* _THINGS TO DO_:
A - In the Hanesbrands article, how much is the company paying to acquire Alternative Apparel?
B - Write the next part of the Hanesbrands article, starting after its last sentence.

Buying a terrific brand at a great price is not an opportunity that frequently arises, but it currently presents itself with Hanesbrands (HBI). The North Carolina based company not only owns the Hanes underwear brand but also sportswear brand Champion and the female intimate supplier Playtex. Hanesbrands has enormous supply chain and manufacturing advantages over rivals, with 52 facilities in the United States, Central America, the Caribbean, and China. Its long-held strategy has been to make consistent acquisitions that generate synergies when integrated with this extensive footprint.
The company recently announced a deal to acquire Alternative Apparel for $60 million. The $70 million a year apparel maker currently outsources production, which Hanes can bring in-house. Last year, the large Australian underwear seller Pacific Brands was purchased for $800 million and Champion Europe for about $225 million. In 2015, athletic and logo apparel manufacturer Knight Apparel was bought for $200 million and in 2014 the company acquired the leading manufacturer of intimate apparel in Europe, DB Apparel, for $550 million.
These mostly cash-based acquisitions have left Hanesbrands with a relatively large amount of net debt, $3.6 billion compared to $1.3 billion at the end of 2012. Cash flow has also improved over that time – from $533 million in EBITDA to $926 million today – but still leaves the company more highly levered at 3.9x today compared to 2.4x at the end of 2012. Still, its earnings are relatively stable and it’s currently producing $730 million a year in operating cash flow, somewhat mitigating financing risk. Hanes also has been repurchasing about $300 million a year in stock and paying investors a dividend that amounts to a 3% yield.

* _RECORDS SUPPLIED_:
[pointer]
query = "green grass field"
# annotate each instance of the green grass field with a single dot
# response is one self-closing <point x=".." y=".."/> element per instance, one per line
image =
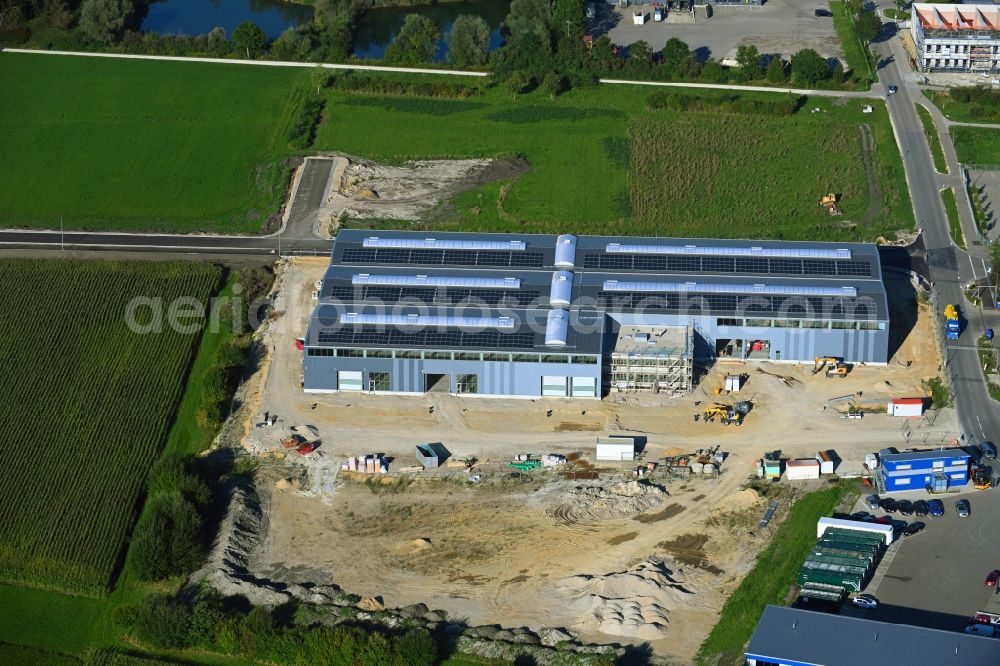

* _RESULTS IN ORDER_:
A - $60 million.

B -
When Hanesbrands reported earnings at the end of October, results were in-line with what analysts were estimating. Sales rose 2.3% and earnings per share jumped by 7%. But, weak fourth quarter guidance sent the shares downward. From $25 earlier in the fall, the stock is now down to $19.52. The reaction has been overdone. Hanes now trades for a single digit multiple on next year’s earnings and has an enterprise value to EBITDA ratio of 12x compared to fellow apparel manufacturer VF Corp at 16.7x. Were the stock to trade at a similar valuation, shares would go for $27.
Another company going through a period of digestion following acquisitions is Stericycle (SRCL). The firm is in the waste management business but has traditionally targeted medical waste – difficult to dispose of and highly regulated. Stericycle has coverage and incineration facilities that are unmatched and which allowed it to rack up enviable margins and returns on capital through the years, with returns on equity regularly exceeding 20%. They then took their model and attempted to take it further afield with a $275 million acquisition of PSC Environmental in 2014 and $2.3 billion buy of Shred-It in 2015.
PCS Environmental fit nicely within Stericycle’s portfolio, as a provider of services for the disposal of regulated waste, such as chemical spills and household hazardous waste. The Shred-It acquisition was somewhat bizarre and threw investors a curveball. Shred-It is exactly in the business you would expect from its name: document disposal. Despite the commodified and declining nature of the business, Stericycle was optimistic that it could cross-sell better as well as take advantage of a Latin American footprint.
Sales have predictably expanded, now at $3.6 billion a year, but profitability has not followed suit. The company’s cash flow margin in 2012 of 21% has shrunk to 14% over the previous year.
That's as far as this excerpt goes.